------ Input for this task ------

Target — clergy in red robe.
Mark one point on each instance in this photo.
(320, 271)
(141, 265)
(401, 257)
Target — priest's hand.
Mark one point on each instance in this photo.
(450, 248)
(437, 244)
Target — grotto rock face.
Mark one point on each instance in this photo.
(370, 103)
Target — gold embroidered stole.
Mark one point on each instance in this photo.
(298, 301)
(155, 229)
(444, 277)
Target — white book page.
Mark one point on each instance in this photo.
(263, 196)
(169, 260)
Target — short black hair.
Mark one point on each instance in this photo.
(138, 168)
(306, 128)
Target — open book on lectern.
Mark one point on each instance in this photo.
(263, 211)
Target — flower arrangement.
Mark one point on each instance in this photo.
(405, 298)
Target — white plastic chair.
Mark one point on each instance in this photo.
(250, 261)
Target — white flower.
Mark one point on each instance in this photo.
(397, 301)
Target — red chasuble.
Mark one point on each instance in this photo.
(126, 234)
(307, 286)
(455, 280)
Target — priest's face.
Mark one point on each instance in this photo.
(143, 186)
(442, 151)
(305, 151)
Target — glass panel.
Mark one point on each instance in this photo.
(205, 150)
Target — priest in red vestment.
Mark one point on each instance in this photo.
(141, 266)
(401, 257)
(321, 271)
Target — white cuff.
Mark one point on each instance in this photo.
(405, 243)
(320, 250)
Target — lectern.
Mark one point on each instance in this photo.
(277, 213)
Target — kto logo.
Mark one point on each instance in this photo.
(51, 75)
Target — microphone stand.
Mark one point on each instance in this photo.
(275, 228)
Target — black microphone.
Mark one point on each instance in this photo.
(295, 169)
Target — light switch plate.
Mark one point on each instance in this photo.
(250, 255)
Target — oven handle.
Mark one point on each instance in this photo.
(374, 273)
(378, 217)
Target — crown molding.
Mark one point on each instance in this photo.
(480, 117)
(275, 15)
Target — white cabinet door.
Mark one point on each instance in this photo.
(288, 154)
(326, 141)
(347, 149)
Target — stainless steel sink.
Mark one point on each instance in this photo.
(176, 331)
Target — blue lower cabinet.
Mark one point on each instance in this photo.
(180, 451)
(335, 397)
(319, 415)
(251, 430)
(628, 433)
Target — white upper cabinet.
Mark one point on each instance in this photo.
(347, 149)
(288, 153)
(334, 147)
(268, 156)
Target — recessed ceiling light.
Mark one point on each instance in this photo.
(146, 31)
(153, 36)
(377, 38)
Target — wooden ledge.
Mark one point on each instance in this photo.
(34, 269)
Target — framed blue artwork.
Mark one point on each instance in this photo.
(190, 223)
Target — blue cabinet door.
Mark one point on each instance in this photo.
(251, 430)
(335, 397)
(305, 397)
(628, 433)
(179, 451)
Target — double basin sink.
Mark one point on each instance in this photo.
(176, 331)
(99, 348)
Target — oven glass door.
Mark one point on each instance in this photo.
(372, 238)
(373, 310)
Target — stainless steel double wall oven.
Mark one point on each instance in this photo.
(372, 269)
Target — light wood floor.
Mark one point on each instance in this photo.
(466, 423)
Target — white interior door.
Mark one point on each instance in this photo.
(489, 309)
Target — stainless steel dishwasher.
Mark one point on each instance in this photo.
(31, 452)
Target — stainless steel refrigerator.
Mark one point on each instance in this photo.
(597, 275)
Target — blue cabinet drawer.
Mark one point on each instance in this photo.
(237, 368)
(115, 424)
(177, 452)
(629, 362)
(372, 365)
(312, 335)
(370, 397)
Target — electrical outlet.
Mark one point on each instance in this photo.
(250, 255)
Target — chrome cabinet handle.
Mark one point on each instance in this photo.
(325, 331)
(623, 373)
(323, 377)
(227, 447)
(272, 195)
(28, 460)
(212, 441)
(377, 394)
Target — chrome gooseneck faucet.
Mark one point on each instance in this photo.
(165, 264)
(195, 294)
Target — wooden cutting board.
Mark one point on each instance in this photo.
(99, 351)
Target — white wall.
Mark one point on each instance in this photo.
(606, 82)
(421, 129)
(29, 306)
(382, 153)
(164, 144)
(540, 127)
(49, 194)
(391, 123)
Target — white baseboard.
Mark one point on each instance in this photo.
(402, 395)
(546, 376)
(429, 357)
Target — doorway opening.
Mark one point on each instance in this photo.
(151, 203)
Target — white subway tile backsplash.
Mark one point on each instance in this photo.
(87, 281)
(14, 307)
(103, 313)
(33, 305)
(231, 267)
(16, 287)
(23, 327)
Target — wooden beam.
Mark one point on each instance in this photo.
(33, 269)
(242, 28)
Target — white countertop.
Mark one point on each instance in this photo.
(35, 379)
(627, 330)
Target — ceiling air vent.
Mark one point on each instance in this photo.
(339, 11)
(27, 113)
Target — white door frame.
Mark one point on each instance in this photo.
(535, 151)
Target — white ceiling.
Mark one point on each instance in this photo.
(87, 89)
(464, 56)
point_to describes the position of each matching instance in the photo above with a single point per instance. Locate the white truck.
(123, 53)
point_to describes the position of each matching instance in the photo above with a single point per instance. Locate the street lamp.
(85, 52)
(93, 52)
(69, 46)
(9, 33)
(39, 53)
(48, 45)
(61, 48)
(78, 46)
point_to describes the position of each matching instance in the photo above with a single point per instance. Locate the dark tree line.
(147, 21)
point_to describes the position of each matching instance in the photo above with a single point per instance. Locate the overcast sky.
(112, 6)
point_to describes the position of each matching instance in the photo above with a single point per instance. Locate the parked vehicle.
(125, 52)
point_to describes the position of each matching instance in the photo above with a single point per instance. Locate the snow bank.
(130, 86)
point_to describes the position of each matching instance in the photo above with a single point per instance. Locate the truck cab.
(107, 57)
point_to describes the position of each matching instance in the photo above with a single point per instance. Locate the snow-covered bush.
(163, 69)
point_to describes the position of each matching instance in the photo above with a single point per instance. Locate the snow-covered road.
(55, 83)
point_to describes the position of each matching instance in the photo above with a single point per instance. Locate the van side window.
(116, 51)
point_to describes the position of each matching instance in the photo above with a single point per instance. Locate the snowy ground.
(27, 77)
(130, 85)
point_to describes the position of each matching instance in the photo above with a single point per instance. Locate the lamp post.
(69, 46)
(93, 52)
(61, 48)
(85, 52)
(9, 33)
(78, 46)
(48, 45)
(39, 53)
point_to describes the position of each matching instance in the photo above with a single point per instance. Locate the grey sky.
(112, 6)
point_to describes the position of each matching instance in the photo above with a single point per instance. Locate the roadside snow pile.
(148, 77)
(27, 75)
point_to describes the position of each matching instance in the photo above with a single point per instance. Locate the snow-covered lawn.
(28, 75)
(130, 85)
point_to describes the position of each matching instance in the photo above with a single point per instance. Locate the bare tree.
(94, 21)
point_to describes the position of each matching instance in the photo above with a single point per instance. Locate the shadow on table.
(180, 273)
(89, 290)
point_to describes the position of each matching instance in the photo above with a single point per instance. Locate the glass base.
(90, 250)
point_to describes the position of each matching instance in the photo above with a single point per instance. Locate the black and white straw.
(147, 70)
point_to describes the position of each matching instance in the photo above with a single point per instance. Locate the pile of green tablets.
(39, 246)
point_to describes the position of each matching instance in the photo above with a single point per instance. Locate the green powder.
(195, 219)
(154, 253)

------

» Task statement
Transcribe all the material, keeping each word as it is.

» Response
Target — clergy in red robe.
Mark one point on each instance in this photo.
(320, 271)
(141, 265)
(401, 257)
Target — priest's hand.
Mark one point on each instance in this photo.
(450, 248)
(437, 244)
Target — grotto rock face.
Mark one point on each instance in this photo.
(370, 103)
Target — gold embroidered stole.
Mark one point on each instance in this photo.
(298, 301)
(155, 229)
(444, 277)
Target — white book page.
Mark one point on each instance in this photo.
(263, 196)
(169, 260)
Target — short black hair.
Mark one point on each instance in this photo.
(138, 168)
(306, 128)
Target — open book on lectern.
Mark one point on each instance in this photo.
(263, 211)
Target — flower arrangement.
Mark one point on each instance in this photo.
(405, 298)
Target — white plastic chair.
Mark one point on each instance in this photo.
(250, 261)
Target — white flower.
Mark one point on each instance in this photo.
(397, 301)
Target — red chasuble.
Mark one point on each instance in this photo.
(126, 234)
(307, 286)
(455, 280)
Target — priest's face.
Mark one point on each instance in this photo.
(143, 186)
(442, 151)
(305, 151)
Target — glass panel.
Mark one point on each instance in this photo.
(205, 150)
Target — priest in red vestment.
Mark one point on each instance in this photo.
(141, 266)
(401, 257)
(321, 271)
Target — white cuff.
Mark one point on each instance in this photo.
(405, 243)
(320, 250)
Target — lectern.
Mark one point on each instance in this photo.
(277, 213)
Target — kto logo.
Mark one point on each instance in this photo.
(51, 75)
Target — microphone stand.
Mark one point on each instance in this photo.
(275, 228)
Target — black microphone.
Mark one point on each instance in this photo.
(295, 169)
Target — light switch plate.
Mark one point on each instance in this photo.
(250, 255)
Target — oven handle.
Mark one point on each instance in this photo.
(374, 273)
(378, 217)
Target — crown molding.
Mark one point on each instance in this photo.
(480, 117)
(275, 15)
Target — white cabinet door.
Mark one point on each instance in this photo.
(288, 154)
(326, 141)
(347, 149)
Target — stainless steel sink.
Mark one point on each instance in this photo.
(176, 331)
Target — blue lower cabinet.
Mark one point on each instance in this photo.
(180, 451)
(335, 397)
(319, 415)
(251, 430)
(628, 433)
Target — white upper cabinet.
Mark one point on each instance in this photo.
(347, 149)
(288, 153)
(334, 147)
(268, 156)
Target — recessed ceiling light.
Mark one point on each instance in this photo.
(146, 31)
(153, 36)
(377, 38)
Target — wooden ledge.
Mark one point on each instance in this photo.
(34, 269)
Target — framed blue artwork.
Mark one point on each instance in this photo.
(190, 223)
Target — blue cabinet door.
Mark one point on each instance in this photo.
(251, 430)
(335, 397)
(305, 397)
(628, 433)
(179, 451)
Target — double basin sink.
Mark one point on each instance in this photo.
(176, 331)
(99, 348)
Target — oven glass door.
Mark one point on each instance in this photo.
(372, 238)
(373, 310)
Target — stainless steel double wall oven.
Mark one point on each instance in this photo.
(372, 269)
Target — light wood floor.
Mark one point on each instance in this photo.
(466, 423)
Target — white interior door.
Mark one point on each instance in this photo.
(489, 309)
Target — stainless steel dishwasher.
Mark one point on each instance in this photo.
(31, 452)
Target — stainless steel refrigerator.
Mark one point on each instance in this photo.
(597, 275)
Target — blue cabinet drawer.
Mark one point on each instance in this photo.
(237, 368)
(115, 424)
(177, 452)
(629, 362)
(372, 365)
(312, 335)
(370, 397)
Target — electrical outlet.
Mark one point on each instance in this photo.
(250, 255)
Target — chrome cabinet handle.
Mark one point on each instance in this photo.
(325, 331)
(623, 373)
(323, 377)
(227, 447)
(272, 195)
(28, 460)
(212, 441)
(377, 394)
Target — chrome gooseneck faucet.
Mark one point on each instance in this photo.
(165, 264)
(195, 294)
Target — wooden cutting board.
Mark one point on each instance in this photo.
(99, 351)
Target — white wall.
Mark one point on each instance in this photo.
(606, 82)
(421, 129)
(29, 306)
(382, 153)
(164, 144)
(540, 127)
(49, 194)
(391, 123)
Target — white baseboard.
Mark one point on each instance in this photo.
(402, 395)
(546, 376)
(429, 357)
Target — doorway opening.
Mark one point on each instance in this photo.
(151, 203)
Target — white subway tile backsplash.
Mark one point on each instance in this photo.
(87, 281)
(14, 307)
(103, 313)
(33, 305)
(231, 267)
(16, 287)
(23, 327)
Target — wooden beam.
Mark one point on each instance in this photo.
(33, 269)
(242, 28)
Target — white countertop.
Mark one point on each instance in this photo.
(35, 379)
(627, 330)
Target — ceiling air vent.
Mark one point on each instance in this photo.
(339, 11)
(27, 113)
Target — white door frame.
Mark one point on each instance in this photo.
(535, 151)
Target — white ceiling.
Mark one point on each instance in this photo.
(87, 89)
(464, 56)
point_to describes the position of each matching instance in the photo above with a single point per instance. Locate the white truck.
(123, 53)
point_to describes the position of each matching instance in the photo above with a single point per instance. Locate the street lamp.
(85, 52)
(93, 52)
(69, 46)
(9, 33)
(39, 53)
(48, 45)
(61, 48)
(78, 46)
point_to describes the position of each matching instance in the photo above with a single point per instance. Locate the dark tree line.
(147, 21)
point_to describes the position of each matching instance in the photo above with a single point per instance. Locate the overcast sky.
(112, 6)
point_to describes the position of each matching instance in the photo above with a single point per instance. Locate the parked vehicle.
(125, 52)
point_to describes the position of each matching instance in the photo above with a single point per instance. Locate the snow bank.
(130, 86)
point_to describes the position of each matching instance in the photo above with a single point per instance. Locate the truck cab.
(107, 57)
point_to describes the position of each matching instance in the photo above with a single point per instance. Locate the snow-covered bush.
(163, 69)
point_to describes the position of each matching instance in the photo above with a single point per instance. Locate the snow-covered road.
(55, 83)
point_to describes the position of each matching instance in the photo above with a single point per instance. Locate the van side window.
(116, 51)
point_to describes the position of each matching instance in the photo above with a single point per instance. Locate the snowy ground.
(27, 77)
(130, 85)
point_to describes the position of each matching instance in the photo above with a single point per instance. Locate the lamp post.
(69, 46)
(93, 52)
(61, 48)
(85, 52)
(9, 33)
(78, 46)
(48, 45)
(39, 53)
point_to describes the position of each matching instance in the photo above with a single point per instance. Locate the grey sky.
(112, 6)
point_to describes the position of each matching instance in the photo above with a single point per instance. Locate the roadside snow pile.
(148, 77)
(27, 75)
point_to describes the position of each matching instance in the photo above with a single point per instance. Locate the snow-covered lawn.
(28, 75)
(130, 85)
point_to describes the position of each matching instance in the photo above with a single point per instance. Locate the bare tree.
(94, 21)
point_to describes the position of each matching instance in the photo above with a single point per instance. Locate the shadow on table.
(180, 273)
(89, 290)
point_to describes the position of each matching instance in the photo above with a single point per instance. Locate the glass base.
(90, 250)
point_to describes the position of each matching instance in the photo above with a single point per instance. Locate the black and white straw.
(147, 70)
point_to describes the position of each matching instance in the photo above with a single point per instance. Locate the pile of green tablets.
(39, 246)
point_to describes the position of each matching instance in the photo above with a single point per instance. Locate the green powder.
(195, 219)
(154, 253)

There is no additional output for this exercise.